**INSTRUCTIONS TO FOLLOW:** Please continue the Bloc Party album review below, starting after its last paragraph.

**DOCUMENT SECTION:**

When you think block parties you think drunken college students parading around Frat Park, people dancing in the streets to Tom Petty or even little kids running through fire hydrants on hot summer days.
You probably don’t think of an artsy indie band from London playing some sort of post-garage rock combination of Franz Ferdinand and The Futureheads.
Or maybe you do. In a world where The Killers and Modest Mouse sit side-by-side with Kelly Clarkson and Ludacris on the singles charts it is obvious that popular taste is veering towards something much more eclectic. So don’t be surprised if you hear Bloc Party’s lead single “Banquet” at your next frat event. It is an infectious rollicking performance of electric guitars, dance beats and heartbreaking vocals. The melodies stand out, but the foot-stomping beat that bookmarks the beginning and ending of the song put it into classic territory.
The quartet from across the pond are riding high on a humongous wave of buzz that has critics hailing them as this year’s Ferdinand. While the Franz were a huge success last year, the better post-punk/indie rock album from last year was The Futureheads’ debut, and this band shares more in common with that maniacally creative piece.
“This Modern Love” is the other side of Bloc Party, a relaxed yet poignant ballad-ish look at (surprisingly!) modern love. What really comes to the forefront is the vocal prowess of lead singer Kele Okereke, as the group dips into a capella for a few moments. There is a dreamy brit-pop feel that glazes over the entire album (even the cover art is so The Man Who) and gives the record its heart.

**INFORMATION SHOWN:**
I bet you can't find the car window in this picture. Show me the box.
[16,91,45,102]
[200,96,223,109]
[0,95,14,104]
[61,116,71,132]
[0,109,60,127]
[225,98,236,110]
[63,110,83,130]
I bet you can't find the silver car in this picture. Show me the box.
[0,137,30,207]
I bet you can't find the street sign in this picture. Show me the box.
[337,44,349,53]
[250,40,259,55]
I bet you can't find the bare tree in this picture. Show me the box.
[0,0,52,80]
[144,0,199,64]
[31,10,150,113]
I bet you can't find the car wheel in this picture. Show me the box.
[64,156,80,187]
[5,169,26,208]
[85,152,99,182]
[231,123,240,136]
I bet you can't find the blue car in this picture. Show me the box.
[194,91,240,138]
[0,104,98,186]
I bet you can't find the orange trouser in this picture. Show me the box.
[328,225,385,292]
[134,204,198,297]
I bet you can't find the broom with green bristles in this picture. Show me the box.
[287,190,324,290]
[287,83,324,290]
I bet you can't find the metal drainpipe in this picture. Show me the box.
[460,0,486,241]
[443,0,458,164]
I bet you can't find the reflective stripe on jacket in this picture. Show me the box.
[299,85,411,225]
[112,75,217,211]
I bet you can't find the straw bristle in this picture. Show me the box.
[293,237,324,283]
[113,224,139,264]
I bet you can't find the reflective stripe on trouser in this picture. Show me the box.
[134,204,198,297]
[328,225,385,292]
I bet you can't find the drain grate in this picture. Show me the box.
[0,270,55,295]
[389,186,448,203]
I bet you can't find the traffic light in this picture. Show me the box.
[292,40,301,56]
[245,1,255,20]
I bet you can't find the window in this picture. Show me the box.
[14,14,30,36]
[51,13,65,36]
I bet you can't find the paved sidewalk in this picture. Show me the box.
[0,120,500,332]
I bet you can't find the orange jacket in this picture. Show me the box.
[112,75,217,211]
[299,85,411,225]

**TASK OUTPUT:**
The title, Silent Alarm, somehow perfectly describes the fluctuating noise of the album. It soars high on rockers like “Helicopter” then comes down to earth on ballads like “So Here We Are.” They artfully capture the earnestness of the U2s and Coldplays of the world on some tracks then follow them with nods to Gang of Four and Blur on the next. It’s a fusion that produces mostly stellar results.
The album does lack the consistency of The Futureheads’ or Interpol’s debut (occasionally slipping into overt politics on “Price of Gas”), but the same energy is present and is what is most exciting about all these albums. People cling to the energy, they dance to the energy, and they fall apart with the energy. The reason indie music such as this has become so widespread nowadays is precisely because of this, and Bloc Party has an ample amount to spread.